___ Dataset rows
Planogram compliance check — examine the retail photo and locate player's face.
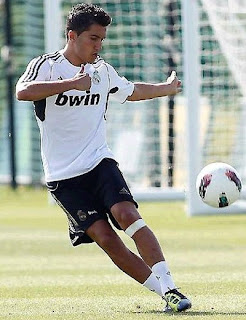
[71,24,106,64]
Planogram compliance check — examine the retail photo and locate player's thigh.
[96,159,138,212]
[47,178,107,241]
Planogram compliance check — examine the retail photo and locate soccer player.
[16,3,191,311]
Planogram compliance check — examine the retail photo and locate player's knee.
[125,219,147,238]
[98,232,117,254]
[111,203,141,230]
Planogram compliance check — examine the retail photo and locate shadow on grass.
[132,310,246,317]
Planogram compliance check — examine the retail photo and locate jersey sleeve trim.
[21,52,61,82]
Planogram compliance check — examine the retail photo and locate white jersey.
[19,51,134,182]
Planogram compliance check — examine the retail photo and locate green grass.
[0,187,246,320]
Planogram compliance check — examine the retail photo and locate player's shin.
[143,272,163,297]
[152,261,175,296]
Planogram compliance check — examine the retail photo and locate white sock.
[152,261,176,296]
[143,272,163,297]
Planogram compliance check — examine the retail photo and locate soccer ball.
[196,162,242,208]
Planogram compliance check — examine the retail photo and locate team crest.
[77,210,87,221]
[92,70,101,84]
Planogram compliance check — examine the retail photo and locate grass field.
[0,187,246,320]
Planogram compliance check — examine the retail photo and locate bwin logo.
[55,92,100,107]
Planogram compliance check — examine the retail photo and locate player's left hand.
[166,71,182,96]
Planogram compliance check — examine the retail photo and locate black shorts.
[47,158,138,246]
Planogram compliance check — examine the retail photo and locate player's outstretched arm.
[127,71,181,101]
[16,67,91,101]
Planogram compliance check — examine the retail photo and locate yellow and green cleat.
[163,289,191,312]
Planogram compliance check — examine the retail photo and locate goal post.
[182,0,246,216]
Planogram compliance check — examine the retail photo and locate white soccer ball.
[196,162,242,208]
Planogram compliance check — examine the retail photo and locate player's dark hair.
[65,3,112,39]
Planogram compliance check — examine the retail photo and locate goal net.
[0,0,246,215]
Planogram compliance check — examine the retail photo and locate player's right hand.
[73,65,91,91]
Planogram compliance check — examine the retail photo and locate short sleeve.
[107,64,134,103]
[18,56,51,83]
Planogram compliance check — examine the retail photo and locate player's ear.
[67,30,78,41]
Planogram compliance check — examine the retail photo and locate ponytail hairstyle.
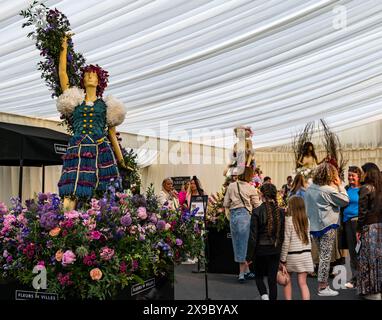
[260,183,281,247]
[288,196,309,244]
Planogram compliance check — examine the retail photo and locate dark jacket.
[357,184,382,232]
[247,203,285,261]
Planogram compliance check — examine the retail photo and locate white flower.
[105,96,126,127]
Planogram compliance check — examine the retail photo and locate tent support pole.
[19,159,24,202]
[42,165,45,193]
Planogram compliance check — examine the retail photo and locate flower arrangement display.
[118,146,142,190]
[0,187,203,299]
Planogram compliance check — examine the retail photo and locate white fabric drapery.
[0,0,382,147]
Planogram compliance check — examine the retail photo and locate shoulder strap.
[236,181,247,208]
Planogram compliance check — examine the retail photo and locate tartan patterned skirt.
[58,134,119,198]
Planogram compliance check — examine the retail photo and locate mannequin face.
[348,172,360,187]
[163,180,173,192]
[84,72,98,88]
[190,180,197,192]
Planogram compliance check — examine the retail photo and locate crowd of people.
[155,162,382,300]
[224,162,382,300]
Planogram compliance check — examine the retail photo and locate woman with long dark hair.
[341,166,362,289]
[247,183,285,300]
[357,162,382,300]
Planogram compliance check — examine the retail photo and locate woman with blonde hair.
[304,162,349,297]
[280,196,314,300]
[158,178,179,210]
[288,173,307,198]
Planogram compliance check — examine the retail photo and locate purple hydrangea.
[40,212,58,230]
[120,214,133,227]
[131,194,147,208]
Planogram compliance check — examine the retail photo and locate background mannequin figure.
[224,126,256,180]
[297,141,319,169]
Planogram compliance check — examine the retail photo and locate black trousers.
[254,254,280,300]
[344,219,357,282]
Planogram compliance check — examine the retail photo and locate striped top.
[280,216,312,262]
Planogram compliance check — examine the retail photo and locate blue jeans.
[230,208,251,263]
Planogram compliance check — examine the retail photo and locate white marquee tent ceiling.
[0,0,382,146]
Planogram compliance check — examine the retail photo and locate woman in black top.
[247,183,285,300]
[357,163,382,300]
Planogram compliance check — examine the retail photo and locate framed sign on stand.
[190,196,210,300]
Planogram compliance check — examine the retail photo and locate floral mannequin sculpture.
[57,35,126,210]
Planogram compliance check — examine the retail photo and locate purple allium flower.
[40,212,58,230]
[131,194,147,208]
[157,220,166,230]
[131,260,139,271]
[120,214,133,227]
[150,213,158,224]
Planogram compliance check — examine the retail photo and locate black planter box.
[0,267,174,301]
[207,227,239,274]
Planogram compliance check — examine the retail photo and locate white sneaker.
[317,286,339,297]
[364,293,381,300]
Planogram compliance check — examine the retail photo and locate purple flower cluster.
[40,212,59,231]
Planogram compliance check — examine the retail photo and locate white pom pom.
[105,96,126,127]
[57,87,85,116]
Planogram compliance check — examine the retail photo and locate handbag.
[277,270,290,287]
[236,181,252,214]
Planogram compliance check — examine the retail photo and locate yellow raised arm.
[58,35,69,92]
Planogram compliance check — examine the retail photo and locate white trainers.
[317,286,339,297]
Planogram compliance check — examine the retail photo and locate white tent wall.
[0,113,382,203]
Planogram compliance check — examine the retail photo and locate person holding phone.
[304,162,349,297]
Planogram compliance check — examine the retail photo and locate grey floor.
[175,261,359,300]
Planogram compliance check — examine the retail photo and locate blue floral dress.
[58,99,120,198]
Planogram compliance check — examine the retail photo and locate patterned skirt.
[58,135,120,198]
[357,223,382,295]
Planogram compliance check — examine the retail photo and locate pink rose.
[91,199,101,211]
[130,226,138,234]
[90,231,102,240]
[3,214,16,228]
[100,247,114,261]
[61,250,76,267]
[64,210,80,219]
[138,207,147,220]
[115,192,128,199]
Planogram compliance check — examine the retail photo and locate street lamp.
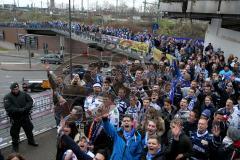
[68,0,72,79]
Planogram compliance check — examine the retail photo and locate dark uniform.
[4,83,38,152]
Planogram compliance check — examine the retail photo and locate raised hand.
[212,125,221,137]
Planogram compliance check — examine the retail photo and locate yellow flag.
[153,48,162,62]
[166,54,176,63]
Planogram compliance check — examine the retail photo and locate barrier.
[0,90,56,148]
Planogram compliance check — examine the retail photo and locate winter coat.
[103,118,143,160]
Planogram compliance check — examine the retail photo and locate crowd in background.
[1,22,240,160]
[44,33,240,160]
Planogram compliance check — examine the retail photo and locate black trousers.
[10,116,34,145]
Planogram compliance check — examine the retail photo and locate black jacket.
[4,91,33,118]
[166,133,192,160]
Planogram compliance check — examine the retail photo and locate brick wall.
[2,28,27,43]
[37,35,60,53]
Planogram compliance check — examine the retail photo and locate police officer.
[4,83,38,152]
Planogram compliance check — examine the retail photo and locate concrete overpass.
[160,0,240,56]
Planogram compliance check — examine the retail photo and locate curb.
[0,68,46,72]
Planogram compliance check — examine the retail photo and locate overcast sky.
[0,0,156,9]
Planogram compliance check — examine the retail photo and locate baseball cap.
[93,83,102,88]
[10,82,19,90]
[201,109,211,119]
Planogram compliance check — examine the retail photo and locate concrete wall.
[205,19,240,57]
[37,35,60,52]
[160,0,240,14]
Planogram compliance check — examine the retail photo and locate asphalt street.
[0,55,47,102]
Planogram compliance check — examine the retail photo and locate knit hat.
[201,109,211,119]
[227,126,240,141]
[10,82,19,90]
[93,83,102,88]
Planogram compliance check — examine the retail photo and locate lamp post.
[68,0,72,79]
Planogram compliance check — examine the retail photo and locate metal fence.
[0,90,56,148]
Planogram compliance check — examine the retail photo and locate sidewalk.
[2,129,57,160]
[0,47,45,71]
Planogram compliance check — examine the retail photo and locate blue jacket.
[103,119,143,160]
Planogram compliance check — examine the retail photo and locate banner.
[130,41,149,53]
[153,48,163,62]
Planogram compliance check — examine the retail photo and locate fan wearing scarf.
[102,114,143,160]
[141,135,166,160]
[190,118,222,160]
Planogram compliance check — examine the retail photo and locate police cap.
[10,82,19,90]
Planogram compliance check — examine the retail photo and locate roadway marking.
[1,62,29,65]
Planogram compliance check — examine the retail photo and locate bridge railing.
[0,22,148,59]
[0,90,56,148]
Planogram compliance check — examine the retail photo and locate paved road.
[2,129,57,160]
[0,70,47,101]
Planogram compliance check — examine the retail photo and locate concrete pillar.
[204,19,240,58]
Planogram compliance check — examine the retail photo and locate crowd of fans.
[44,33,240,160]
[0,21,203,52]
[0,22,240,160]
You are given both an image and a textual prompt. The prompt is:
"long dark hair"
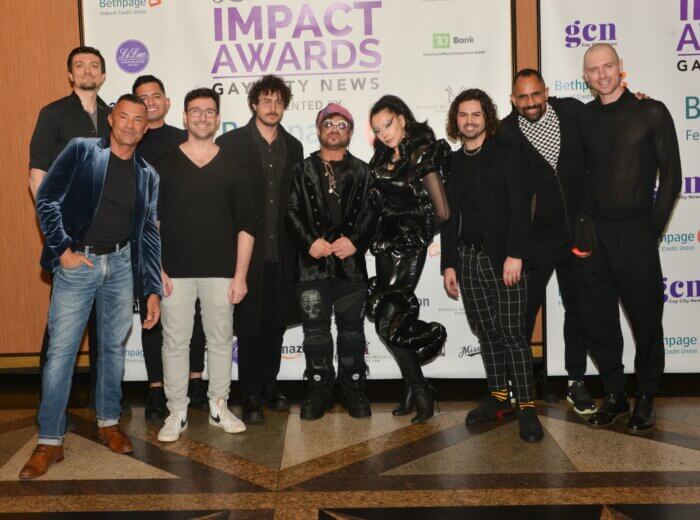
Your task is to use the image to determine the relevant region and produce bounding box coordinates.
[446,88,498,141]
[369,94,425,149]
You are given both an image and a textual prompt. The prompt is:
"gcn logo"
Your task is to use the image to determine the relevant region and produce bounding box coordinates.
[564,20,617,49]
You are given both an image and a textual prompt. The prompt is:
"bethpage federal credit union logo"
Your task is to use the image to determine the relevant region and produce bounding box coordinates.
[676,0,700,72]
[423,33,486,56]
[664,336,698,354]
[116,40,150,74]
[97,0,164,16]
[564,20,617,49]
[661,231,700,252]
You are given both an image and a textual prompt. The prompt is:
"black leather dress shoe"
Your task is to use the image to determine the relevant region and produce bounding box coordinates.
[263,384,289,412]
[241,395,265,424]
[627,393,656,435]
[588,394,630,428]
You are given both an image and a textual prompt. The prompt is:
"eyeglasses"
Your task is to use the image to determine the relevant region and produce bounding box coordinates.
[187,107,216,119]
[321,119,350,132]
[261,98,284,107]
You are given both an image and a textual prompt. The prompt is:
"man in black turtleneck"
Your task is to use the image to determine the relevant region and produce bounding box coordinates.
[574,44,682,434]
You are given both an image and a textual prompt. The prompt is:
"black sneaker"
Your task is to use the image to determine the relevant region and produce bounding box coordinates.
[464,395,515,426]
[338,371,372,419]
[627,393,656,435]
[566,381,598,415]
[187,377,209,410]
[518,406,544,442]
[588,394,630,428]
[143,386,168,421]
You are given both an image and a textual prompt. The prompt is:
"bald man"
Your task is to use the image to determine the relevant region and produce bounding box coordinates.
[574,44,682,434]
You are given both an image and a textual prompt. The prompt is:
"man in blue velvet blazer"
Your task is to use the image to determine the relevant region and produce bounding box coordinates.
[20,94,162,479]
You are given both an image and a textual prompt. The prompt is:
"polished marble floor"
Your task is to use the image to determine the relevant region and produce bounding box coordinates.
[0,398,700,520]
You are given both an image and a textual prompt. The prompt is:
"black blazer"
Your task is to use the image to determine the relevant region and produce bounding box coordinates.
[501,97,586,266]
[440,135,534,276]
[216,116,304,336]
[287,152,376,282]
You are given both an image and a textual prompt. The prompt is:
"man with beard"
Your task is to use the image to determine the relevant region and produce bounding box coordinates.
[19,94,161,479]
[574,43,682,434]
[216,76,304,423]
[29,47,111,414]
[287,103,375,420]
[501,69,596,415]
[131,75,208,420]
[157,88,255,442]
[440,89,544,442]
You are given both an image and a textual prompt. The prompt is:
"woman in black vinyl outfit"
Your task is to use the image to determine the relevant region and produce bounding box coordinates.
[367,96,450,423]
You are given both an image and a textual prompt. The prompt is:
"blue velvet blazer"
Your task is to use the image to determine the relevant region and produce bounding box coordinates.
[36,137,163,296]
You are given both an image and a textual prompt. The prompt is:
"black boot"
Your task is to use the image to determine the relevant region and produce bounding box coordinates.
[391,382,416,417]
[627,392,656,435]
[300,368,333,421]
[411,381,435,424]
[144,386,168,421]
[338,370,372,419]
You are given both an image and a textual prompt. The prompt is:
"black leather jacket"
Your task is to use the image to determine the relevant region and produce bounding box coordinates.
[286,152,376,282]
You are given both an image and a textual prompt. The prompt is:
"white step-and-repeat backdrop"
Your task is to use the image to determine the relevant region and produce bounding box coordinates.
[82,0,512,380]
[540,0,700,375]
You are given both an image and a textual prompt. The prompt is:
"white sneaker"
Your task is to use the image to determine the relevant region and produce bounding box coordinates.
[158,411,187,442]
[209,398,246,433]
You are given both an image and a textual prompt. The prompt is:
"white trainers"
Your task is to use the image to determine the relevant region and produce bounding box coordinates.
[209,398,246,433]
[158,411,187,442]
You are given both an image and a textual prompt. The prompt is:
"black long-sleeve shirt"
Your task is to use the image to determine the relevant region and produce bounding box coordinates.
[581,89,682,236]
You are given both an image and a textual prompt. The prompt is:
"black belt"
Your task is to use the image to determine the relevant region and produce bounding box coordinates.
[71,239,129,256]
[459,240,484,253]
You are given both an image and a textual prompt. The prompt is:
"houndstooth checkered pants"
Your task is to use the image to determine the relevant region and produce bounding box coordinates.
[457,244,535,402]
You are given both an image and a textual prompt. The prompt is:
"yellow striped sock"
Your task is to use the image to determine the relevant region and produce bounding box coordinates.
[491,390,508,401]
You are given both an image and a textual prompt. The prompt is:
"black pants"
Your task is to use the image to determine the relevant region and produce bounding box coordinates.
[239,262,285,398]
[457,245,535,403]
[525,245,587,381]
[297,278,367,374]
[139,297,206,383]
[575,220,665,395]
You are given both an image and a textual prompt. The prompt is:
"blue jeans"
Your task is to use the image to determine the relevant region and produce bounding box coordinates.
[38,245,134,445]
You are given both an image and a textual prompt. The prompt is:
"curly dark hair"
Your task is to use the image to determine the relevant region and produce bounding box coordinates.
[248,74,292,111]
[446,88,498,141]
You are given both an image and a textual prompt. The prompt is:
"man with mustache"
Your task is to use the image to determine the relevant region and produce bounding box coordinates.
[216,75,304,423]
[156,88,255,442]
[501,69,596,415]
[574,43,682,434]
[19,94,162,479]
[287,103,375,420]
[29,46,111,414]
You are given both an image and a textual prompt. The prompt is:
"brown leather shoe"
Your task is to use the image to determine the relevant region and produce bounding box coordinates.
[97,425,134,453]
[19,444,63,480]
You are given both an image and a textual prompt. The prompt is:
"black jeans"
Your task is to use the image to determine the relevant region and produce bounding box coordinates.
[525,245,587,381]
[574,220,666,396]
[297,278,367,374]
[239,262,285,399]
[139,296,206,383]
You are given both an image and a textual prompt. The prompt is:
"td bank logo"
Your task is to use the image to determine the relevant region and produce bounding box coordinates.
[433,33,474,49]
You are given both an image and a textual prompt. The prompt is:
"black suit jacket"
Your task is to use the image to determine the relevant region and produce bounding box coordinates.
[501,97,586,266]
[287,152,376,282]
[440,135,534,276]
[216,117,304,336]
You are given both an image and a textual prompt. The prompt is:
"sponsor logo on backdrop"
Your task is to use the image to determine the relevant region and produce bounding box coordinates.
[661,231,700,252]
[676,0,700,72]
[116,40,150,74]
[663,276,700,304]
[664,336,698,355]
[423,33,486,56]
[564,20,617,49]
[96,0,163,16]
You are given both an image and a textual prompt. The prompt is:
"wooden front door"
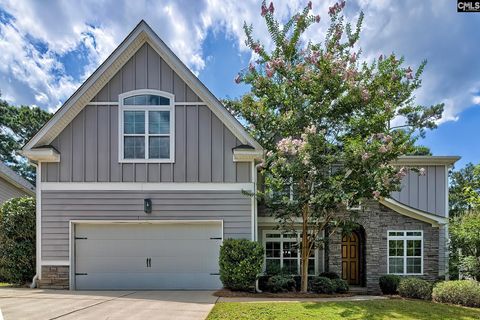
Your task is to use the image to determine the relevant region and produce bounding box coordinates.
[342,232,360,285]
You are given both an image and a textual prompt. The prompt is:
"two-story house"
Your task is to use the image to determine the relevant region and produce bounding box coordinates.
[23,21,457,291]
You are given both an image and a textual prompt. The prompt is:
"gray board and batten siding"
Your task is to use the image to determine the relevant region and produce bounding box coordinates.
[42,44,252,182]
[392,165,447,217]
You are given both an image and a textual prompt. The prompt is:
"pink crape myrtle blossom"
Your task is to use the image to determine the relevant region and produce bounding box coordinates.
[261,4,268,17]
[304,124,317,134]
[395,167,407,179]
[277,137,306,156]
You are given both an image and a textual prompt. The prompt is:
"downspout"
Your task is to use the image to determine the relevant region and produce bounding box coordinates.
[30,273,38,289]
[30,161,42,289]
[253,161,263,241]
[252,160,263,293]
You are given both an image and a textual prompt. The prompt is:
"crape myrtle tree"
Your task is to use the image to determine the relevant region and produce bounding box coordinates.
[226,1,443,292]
______
## What is needed:
How many lines in the material contain the word "green" with the same capitalization? Give only the number.

## Solution to this task:
2